↓↓↓

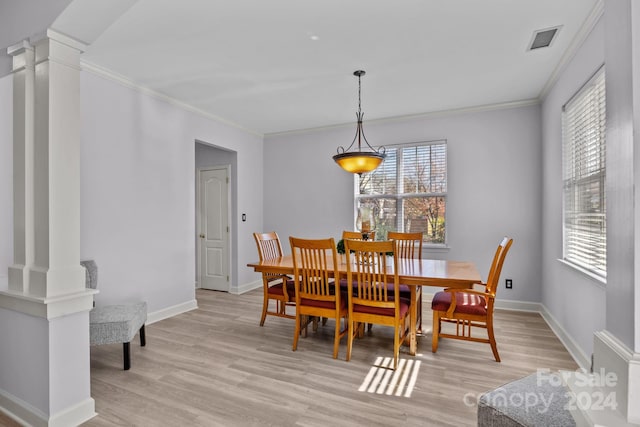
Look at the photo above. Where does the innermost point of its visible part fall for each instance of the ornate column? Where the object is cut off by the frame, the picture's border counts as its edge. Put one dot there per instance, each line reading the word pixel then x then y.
pixel 44 315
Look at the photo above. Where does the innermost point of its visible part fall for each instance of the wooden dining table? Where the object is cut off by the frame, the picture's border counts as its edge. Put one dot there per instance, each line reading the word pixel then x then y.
pixel 412 272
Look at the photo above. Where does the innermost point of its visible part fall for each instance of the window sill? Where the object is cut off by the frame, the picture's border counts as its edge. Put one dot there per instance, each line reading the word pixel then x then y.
pixel 436 249
pixel 598 280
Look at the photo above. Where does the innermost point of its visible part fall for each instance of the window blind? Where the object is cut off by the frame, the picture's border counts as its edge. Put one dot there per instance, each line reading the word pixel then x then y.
pixel 408 191
pixel 584 172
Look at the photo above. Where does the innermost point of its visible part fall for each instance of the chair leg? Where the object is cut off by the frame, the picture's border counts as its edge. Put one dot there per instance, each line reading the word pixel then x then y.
pixel 396 346
pixel 127 357
pixel 435 332
pixel 336 339
pixel 143 339
pixel 419 291
pixel 265 304
pixel 350 333
pixel 492 340
pixel 296 333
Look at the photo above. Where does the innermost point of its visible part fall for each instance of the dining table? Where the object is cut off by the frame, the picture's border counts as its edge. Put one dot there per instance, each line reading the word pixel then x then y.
pixel 411 272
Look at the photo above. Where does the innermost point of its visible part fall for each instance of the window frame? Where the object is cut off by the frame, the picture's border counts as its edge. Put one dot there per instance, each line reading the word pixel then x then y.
pixel 575 180
pixel 404 196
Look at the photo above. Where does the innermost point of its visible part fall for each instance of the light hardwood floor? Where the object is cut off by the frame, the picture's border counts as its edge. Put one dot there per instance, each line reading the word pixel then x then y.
pixel 215 366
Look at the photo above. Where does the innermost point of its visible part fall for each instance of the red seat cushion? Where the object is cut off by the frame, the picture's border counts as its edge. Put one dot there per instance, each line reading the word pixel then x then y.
pixel 291 290
pixel 324 304
pixel 404 309
pixel 465 303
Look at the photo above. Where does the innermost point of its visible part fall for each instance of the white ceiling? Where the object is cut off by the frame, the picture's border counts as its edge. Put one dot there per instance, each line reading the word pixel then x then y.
pixel 282 65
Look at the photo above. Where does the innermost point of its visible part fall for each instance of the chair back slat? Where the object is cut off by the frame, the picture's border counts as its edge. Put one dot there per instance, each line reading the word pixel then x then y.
pixel 496 265
pixel 314 268
pixel 408 245
pixel 269 247
pixel 369 274
pixel 357 235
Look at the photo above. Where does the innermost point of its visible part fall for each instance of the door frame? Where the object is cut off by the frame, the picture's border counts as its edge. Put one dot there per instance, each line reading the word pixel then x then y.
pixel 199 171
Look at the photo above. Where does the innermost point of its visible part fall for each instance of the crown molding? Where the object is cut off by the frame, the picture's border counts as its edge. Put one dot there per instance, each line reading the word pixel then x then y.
pixel 124 81
pixel 592 19
pixel 428 115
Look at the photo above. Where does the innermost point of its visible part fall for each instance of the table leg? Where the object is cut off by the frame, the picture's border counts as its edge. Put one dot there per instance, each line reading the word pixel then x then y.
pixel 413 317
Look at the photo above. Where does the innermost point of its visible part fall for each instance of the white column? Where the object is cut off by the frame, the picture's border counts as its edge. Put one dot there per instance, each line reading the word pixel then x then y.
pixel 44 314
pixel 23 110
pixel 617 349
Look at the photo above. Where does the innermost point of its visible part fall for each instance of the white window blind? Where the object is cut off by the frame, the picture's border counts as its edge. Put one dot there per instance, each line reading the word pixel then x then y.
pixel 584 172
pixel 408 191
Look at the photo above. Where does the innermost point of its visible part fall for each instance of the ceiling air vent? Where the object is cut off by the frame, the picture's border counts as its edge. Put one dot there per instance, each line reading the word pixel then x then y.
pixel 543 38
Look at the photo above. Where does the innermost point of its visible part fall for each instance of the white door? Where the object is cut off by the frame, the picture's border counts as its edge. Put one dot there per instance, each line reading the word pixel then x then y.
pixel 214 229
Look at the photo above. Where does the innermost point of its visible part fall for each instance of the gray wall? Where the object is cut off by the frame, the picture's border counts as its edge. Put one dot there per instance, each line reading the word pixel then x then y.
pixel 138 192
pixel 494 166
pixel 575 300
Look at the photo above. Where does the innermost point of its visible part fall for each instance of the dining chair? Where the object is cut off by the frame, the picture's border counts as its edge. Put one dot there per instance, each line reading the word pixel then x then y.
pixel 409 245
pixel 470 308
pixel 374 276
pixel 277 287
pixel 316 293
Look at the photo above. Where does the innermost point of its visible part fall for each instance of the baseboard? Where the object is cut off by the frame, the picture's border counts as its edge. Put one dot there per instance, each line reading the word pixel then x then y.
pixel 246 287
pixel 535 307
pixel 75 415
pixel 25 414
pixel 574 350
pixel 174 310
pixel 612 356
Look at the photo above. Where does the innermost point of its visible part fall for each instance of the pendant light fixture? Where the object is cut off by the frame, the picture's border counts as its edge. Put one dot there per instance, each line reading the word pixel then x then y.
pixel 359 161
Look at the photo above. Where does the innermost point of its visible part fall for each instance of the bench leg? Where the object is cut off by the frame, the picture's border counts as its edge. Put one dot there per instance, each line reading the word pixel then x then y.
pixel 143 340
pixel 127 358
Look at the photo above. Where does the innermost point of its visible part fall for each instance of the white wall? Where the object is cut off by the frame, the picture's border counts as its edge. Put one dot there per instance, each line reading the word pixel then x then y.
pixel 6 178
pixel 576 301
pixel 494 186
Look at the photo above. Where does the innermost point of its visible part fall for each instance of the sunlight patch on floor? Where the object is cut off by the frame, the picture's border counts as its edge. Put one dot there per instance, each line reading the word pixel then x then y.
pixel 382 379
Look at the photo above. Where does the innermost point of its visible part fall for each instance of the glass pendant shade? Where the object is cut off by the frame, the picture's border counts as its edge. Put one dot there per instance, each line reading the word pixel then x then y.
pixel 359 161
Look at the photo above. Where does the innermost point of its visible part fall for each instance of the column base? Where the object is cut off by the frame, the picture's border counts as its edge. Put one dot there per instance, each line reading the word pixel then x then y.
pixel 48 308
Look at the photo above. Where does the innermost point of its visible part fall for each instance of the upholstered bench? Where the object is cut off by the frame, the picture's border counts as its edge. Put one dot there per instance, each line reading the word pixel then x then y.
pixel 115 324
pixel 535 400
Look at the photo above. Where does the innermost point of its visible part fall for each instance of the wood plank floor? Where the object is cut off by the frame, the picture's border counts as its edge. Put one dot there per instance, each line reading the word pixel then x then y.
pixel 215 366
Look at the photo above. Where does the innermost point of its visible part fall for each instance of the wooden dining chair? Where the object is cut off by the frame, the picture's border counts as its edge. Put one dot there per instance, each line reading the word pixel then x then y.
pixel 470 308
pixel 409 245
pixel 316 293
pixel 277 287
pixel 374 276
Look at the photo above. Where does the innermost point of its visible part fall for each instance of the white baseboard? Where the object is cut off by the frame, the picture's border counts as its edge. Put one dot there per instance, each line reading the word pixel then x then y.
pixel 578 355
pixel 612 356
pixel 574 350
pixel 247 287
pixel 174 310
pixel 25 414
pixel 75 415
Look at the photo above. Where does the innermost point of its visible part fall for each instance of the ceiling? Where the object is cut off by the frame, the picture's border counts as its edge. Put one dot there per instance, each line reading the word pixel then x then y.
pixel 284 65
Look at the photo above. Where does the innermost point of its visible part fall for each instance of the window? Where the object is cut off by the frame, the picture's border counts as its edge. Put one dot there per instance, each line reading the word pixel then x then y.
pixel 408 192
pixel 583 136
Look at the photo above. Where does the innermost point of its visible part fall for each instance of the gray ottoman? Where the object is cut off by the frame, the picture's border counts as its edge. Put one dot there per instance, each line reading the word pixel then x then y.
pixel 535 400
pixel 114 324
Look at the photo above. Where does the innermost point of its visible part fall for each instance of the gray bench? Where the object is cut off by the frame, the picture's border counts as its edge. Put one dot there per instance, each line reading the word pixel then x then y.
pixel 115 324
pixel 532 401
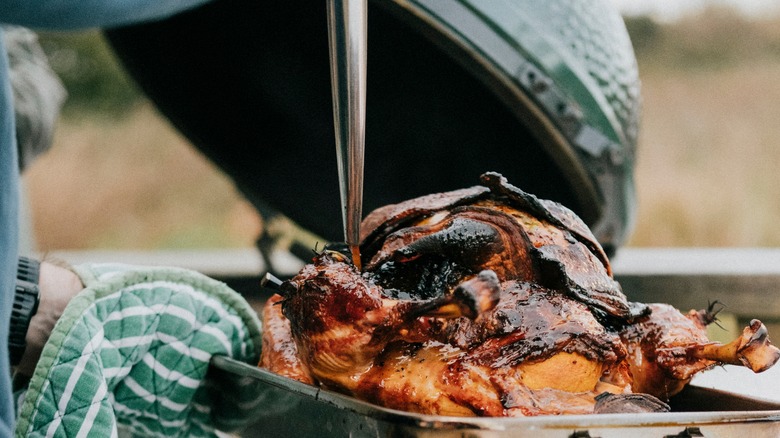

↑↑↑

TO DO: Copying starts at the line containing "the white baseboard?" and ends at the last line of the material above; repeat only those lines exactly and omit the pictures.

RESULT BELOW:
Look at the photo above. Where does the innermost point of its visible part fall for each instance of the white baseboard? Where the object is cut off by the frame, the picture's border counts as its edge. Put one dot there per instance, each line reading the word pixel then x then y.
pixel 578 355
pixel 612 356
pixel 574 350
pixel 247 287
pixel 174 310
pixel 25 414
pixel 75 415
Look at the photo above. Where does the innermost point of its visible part fall for each instance of the ceiling? Where the object is cut off by the frame, the picture's border counts as its edge. Put one dot there per instance, each line reading the word pixel then x then y.
pixel 284 65
Look at the photo above. Where does the innermost point of its visible part fall for each instance of the window? Where the object is cut off by the frame, the picture's border counts as its edge. Put one dot there per instance, each line reading the word pixel then x then y.
pixel 408 192
pixel 583 136
Look at the photo above. Where does the innermost point of its visible part fall for each instance of the gray ottoman? Where the object is cut off by the frame, the picture's border counts as its edge. Put one dot there per instance, each line reading the word pixel then x then y.
pixel 535 400
pixel 114 324
Look at the photo above. Where does the innermost point of its visible part fall for each instance of the gray bench? Where the object is cut off by the frame, the picture's border counts as its edge. Put one dot there per instance, each line reading the word pixel then x then y.
pixel 115 324
pixel 532 401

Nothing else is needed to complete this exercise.